======== Supplied material ========
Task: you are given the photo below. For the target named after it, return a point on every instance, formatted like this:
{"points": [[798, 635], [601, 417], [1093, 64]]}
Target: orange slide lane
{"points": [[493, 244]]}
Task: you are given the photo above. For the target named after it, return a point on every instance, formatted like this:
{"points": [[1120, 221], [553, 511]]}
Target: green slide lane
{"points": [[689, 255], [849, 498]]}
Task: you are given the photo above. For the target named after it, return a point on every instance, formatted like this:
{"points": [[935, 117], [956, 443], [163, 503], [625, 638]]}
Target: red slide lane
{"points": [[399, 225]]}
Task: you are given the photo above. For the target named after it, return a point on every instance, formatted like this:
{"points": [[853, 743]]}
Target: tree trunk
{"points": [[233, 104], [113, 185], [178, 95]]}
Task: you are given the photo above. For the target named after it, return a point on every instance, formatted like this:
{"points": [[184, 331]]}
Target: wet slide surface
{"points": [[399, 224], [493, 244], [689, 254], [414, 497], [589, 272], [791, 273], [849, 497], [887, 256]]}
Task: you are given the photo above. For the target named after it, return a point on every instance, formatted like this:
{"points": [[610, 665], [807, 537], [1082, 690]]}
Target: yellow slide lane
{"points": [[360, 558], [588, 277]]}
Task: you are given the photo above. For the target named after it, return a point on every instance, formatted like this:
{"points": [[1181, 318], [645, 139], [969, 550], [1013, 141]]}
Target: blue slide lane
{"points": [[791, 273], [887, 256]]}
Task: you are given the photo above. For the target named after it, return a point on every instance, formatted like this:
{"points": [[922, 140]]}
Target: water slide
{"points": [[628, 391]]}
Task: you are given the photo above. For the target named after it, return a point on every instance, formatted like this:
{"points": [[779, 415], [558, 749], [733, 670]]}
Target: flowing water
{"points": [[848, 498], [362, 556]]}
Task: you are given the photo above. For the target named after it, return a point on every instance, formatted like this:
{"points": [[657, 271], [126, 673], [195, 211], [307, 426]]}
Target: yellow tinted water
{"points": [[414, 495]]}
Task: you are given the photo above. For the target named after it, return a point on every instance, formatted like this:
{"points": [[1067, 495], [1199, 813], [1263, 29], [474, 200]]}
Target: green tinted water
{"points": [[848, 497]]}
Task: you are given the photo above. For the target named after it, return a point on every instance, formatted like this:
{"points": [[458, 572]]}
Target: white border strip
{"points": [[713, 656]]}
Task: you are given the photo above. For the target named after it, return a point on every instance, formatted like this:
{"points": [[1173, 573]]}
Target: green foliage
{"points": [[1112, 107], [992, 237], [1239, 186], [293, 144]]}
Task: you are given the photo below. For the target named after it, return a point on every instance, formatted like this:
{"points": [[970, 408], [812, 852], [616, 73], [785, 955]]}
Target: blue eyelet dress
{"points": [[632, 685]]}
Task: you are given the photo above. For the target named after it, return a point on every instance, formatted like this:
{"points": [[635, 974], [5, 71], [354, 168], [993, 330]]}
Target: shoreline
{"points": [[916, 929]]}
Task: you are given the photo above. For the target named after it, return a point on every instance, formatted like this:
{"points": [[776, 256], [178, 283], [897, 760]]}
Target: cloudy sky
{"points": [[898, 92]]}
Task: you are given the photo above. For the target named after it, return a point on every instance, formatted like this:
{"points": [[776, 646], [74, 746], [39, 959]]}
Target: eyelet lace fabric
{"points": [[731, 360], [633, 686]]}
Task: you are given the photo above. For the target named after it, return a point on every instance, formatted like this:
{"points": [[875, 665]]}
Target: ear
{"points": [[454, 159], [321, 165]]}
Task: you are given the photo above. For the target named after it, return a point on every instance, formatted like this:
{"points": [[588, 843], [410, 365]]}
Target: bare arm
========
> [Exercise instructions] Repeat the records above exactly as they appear.

> [Answer]
Task: you are given the photo below. For the target named after it, return a point on every instance, formatted like this:
{"points": [[798, 635], [601, 417], [1093, 64]]}
Target: orange slide lane
{"points": [[493, 244]]}
Task: you are given the photo above. For the target named after it, return a point on every instance, formatted like this:
{"points": [[1120, 221], [553, 511]]}
Target: green slide lane
{"points": [[689, 255], [849, 498]]}
Task: you are given the photo above. For the target named after it, return a point on every instance, formatted like this:
{"points": [[935, 117], [956, 443], [163, 503], [625, 638]]}
Target: red slide lane
{"points": [[399, 225]]}
Task: you are given the photo above. For the target named after it, return a point on every instance, formatted like this:
{"points": [[853, 743]]}
Target: tree trunk
{"points": [[233, 104], [113, 185], [178, 95]]}
Task: you are given the photo above. For the target named after it, return a point on every instance, formatted like this:
{"points": [[184, 331]]}
Target: wet slide surface
{"points": [[399, 224], [493, 244], [689, 254], [414, 497], [589, 272], [791, 273], [849, 497], [887, 256]]}
Task: you are given the photo above. For the target named after it, return a point on every instance, formatted like this:
{"points": [[610, 665], [807, 537], [1082, 690]]}
Target: yellow slide lane
{"points": [[360, 558], [588, 277]]}
Task: you are given the photo above. For the target named after it, return a point on every instance, formatted like this:
{"points": [[1181, 318], [645, 139], [969, 550], [1013, 141]]}
Target: blue slide lane
{"points": [[791, 273], [887, 256]]}
Task: you are given the photo above. For the target named after it, return a point on every instance, formatted like this:
{"points": [[922, 140]]}
Target: water slide
{"points": [[628, 391]]}
Task: you are given the photo above. For the target named after it, return a point on every instance, formatted like this:
{"points": [[779, 415], [558, 749], [733, 670]]}
Target: flowing water
{"points": [[848, 498], [362, 556]]}
Task: you are given the photo above. For the target named after it, return a point on every instance, formatted like this:
{"points": [[657, 271], [126, 673], [195, 211], [307, 426]]}
Target: yellow tinted water
{"points": [[414, 495]]}
Task: you are given the photo above. For the target named after it, return a point on every instance, formatted like this:
{"points": [[1067, 495], [1199, 813], [1263, 29], [474, 200]]}
Target: green tinted water
{"points": [[848, 497]]}
Task: you are given the photo above. For the target named after it, return a point on every instance, formatted like this:
{"points": [[458, 572]]}
Target: white border strip
{"points": [[713, 656]]}
Task: you are given the photo above. For the target named after it, return a point on every instance, formatted like this:
{"points": [[1173, 573]]}
Target: green foliage
{"points": [[1112, 107], [992, 237], [1239, 186], [293, 144]]}
Task: you are given the photo below. For the target named after it, return a point on every instance, formatted like this:
{"points": [[970, 408], [812, 852], [616, 73], [785, 955]]}
Target: blue eyelet dress
{"points": [[632, 685]]}
Task: you are given the photo above. For the target named after it, return a point on every instance, formatted like this:
{"points": [[635, 974], [5, 71], [354, 168], [993, 330]]}
Target: shoreline
{"points": [[916, 929]]}
Task: you are given the photo above. For the target named after it, return a point on every instance, formatted like this:
{"points": [[776, 256], [178, 283], [897, 760]]}
Target: cloudy sky
{"points": [[898, 92]]}
Task: you are given the photo above. For the target named after it, return a point on every instance, formatted like this:
{"points": [[776, 646], [74, 746], [39, 959]]}
Target: eyelet lace fabric
{"points": [[731, 360], [633, 686]]}
Task: you are given the photo above. For the target named after it, return a point on every instance, formatted like this:
{"points": [[875, 665]]}
Target: ear
{"points": [[454, 159], [321, 165]]}
Task: you are given the photo above. For the target named after it, return a point on every instance, formatted like this:
{"points": [[588, 843], [410, 365]]}
Target: bare arm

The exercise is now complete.